### PROVIDED TEXT
Still, humans seem to crave the precision that is available. Internet users can set their computers to update their clocks according to the Directorate’s time signal—and the Directorate now fields more than 300,000 electronic queries each day. By pinging back and forth across the network, the software can correct for delays along the phone lines between the clocks and your PC. The truly time-obsessed used to keep their watches accurate to within seconds; now they keep their computers accurate to within milliseconds.
Nanosecond precision is needed for worldwide communications systems and for navigation by Global Positioning System satellite signals, where an error of a billionth of a second means an error of a foot—the distance light travels in that time. Cellular phone networks and television transmitters need fine timing to squeeze more and more channels of communication into precisely tuned bandwidths. The military, especially, finds ways to use superprecise timing. It is no accident that the Directorate of Time belongs to the Department of Defense. Knowing the exact time is an essential aspect of delivering airborne explosives to exact locations—individual buildings or parts of buildings—thus minimizing one of the department’s crucial euphemisms, collateral damage.

### AVAILABLE DATA
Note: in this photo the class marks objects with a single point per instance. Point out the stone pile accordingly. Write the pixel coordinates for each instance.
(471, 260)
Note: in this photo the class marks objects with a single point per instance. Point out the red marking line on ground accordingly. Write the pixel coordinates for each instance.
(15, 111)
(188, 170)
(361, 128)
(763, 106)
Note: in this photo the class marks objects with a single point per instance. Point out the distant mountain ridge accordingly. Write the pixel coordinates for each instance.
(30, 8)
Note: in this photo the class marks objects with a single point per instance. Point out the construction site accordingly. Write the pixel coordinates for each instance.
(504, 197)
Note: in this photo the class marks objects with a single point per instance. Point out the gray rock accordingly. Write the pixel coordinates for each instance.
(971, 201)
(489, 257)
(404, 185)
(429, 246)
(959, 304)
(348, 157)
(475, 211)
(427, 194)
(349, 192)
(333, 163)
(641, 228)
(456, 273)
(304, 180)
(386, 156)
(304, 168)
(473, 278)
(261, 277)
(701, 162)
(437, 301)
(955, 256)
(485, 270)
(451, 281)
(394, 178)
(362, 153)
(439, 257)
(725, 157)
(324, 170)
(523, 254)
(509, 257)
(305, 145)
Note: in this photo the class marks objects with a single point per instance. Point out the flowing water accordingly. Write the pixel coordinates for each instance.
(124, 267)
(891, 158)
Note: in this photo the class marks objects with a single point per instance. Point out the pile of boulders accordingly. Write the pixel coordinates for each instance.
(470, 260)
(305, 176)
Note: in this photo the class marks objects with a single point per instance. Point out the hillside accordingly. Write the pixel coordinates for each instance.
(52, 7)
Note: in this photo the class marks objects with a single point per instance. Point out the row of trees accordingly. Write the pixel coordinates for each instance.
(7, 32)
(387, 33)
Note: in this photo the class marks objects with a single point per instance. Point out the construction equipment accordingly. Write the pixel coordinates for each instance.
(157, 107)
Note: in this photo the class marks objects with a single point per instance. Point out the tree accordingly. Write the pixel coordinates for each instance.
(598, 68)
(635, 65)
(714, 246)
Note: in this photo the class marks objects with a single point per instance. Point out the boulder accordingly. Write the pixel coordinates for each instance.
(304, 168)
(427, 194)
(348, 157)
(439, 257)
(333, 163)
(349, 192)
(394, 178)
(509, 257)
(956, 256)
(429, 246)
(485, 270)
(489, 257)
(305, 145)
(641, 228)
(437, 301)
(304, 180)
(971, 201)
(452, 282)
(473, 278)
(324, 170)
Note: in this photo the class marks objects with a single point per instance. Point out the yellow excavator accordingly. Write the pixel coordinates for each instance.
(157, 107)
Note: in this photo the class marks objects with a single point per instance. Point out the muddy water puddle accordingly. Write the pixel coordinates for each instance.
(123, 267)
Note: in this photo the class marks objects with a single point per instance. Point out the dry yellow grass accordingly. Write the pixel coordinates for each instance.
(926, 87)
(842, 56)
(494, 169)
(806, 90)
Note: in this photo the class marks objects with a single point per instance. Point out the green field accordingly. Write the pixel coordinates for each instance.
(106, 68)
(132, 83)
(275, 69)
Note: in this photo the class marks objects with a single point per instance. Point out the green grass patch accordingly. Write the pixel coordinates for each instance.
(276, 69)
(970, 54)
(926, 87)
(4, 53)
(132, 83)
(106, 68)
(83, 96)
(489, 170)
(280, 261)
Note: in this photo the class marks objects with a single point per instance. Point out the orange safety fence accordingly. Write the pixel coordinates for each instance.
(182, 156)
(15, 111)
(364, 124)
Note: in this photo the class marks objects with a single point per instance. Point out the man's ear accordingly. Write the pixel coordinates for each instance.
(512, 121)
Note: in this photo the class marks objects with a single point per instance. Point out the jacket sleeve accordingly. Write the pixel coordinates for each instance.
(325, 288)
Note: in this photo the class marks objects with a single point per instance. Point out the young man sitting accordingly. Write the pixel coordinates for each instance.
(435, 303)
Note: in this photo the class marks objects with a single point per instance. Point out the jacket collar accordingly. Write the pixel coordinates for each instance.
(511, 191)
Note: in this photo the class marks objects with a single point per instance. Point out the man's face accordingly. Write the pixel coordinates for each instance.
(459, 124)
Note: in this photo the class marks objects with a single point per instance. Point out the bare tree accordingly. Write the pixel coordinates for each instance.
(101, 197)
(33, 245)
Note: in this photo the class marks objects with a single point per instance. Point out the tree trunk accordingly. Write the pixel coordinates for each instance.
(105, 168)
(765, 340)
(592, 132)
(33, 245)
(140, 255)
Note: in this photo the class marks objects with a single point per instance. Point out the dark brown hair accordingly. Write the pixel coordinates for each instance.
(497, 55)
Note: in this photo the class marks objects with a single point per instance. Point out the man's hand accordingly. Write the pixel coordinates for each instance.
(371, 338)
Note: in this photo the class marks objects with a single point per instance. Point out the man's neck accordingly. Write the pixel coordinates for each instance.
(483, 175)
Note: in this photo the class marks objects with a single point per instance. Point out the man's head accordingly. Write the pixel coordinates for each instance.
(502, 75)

### REQUIRED WORK
[a] List every kind of system that the passage on precise timekeeping says needs nanosecond precision or fine timing.
[b] Reproduce the stretch of the passage on precise timekeeping from "Still, humans seem" through "to within milliseconds.", word for word.

### EXPECTED RESPONSES
[a]
- Worldwide communications systems
- Navigation by Global Positioning System satellite signals
- Cellular phone networks
- Television transmitters

[b]
Still, humans seem to crave the precision that is available. Internet users can set their computers to update their clocks according to the Directorate’s time signal—and the Directorate now fields more than 300,000 electronic queries each day. By pinging back and forth across the network, the software can correct for delays along the phone lines between the clocks and your PC. The truly time-obsessed used to keep their watches accurate to within seconds; now they keep their computers accurate to within milliseconds.